▸ **Your task**: Provide the data again in its entirety, exactly as given.

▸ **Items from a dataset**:
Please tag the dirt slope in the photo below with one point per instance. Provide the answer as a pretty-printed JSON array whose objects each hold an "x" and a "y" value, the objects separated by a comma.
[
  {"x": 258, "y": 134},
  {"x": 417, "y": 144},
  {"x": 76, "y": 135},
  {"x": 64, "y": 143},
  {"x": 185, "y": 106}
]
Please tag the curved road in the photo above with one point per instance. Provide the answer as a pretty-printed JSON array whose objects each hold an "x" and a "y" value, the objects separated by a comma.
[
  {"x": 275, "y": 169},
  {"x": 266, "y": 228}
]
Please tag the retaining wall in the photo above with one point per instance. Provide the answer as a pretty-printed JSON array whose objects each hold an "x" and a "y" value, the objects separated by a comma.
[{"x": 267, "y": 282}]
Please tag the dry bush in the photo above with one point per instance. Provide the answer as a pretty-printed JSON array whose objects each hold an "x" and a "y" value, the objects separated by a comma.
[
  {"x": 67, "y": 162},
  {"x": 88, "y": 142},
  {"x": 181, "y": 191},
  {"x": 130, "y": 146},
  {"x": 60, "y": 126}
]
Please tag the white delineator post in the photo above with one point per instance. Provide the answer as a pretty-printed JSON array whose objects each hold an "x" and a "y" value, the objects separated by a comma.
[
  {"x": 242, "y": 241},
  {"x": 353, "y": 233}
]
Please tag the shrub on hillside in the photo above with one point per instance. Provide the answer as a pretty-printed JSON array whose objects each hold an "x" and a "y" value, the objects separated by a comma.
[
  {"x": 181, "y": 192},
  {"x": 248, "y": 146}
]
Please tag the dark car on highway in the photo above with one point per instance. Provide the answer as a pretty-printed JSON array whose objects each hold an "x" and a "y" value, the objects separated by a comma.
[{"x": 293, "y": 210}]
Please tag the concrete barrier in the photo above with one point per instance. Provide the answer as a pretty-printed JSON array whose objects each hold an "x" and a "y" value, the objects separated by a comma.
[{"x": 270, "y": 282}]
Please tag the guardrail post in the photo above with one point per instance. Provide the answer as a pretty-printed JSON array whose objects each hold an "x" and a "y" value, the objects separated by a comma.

▸ **Written answer**:
Please tag the dirt slope in the photo below with one point per instance. Provide the answer as a pretty-printed JSON array whose objects each hold an "x" and a "y" value, the objects separated by a comma.
[
  {"x": 258, "y": 134},
  {"x": 417, "y": 144},
  {"x": 76, "y": 135},
  {"x": 64, "y": 143},
  {"x": 185, "y": 106}
]
Please tag the curved road in the photo above with one point per instance. Provide the answer as a pretty-printed JSON array whose objects each hold an "x" and a "y" value, the objects separated by a comma.
[
  {"x": 275, "y": 169},
  {"x": 266, "y": 228}
]
Please tag the retaining wall in the photo above with one point per instance. Provide the answer as a pretty-printed JSON array whose objects each hold an "x" and a "y" value, the objects separated by a comma.
[{"x": 267, "y": 282}]
Please tag the dry bush in the photo above with one point per instance. Provide the answer as a pretty-printed JSON array whose objects each hold an "x" and a "y" value, the objects separated by a comma.
[
  {"x": 67, "y": 162},
  {"x": 88, "y": 142},
  {"x": 181, "y": 191},
  {"x": 130, "y": 146},
  {"x": 60, "y": 126}
]
Please tag the white delineator post in the photo above with one point per instance. Provide the answer as a pretty-printed JSON array whose objects each hold an "x" and a "y" value, the objects separated by a comma.
[
  {"x": 242, "y": 241},
  {"x": 353, "y": 233}
]
Please tag the shrub on hillside in the photo above with one point per instance. Provide the answer as a pretty-printed JSON array whose objects each hold an "x" and a "y" value, the objects separated by a comma.
[
  {"x": 181, "y": 192},
  {"x": 248, "y": 146}
]
Please tag the dark car on highway in the photo above with one point per instance. Provide the answer as a pretty-printed JSON array whose objects each hold an "x" and a "y" value, the objects separated by a comma.
[{"x": 293, "y": 210}]
Please tag the concrete barrier in the photo above with one point per instance. Provide the answer as a pretty-printed JSON array whose objects each hold an "x" and a "y" value, the objects separated by a comma.
[{"x": 270, "y": 282}]
Please tag the guardrail post in the photo above with one point per instance. Provide the answer as a pretty-printed JSON array whose objects each hold an "x" and a "y" value, the objects separated by a comma.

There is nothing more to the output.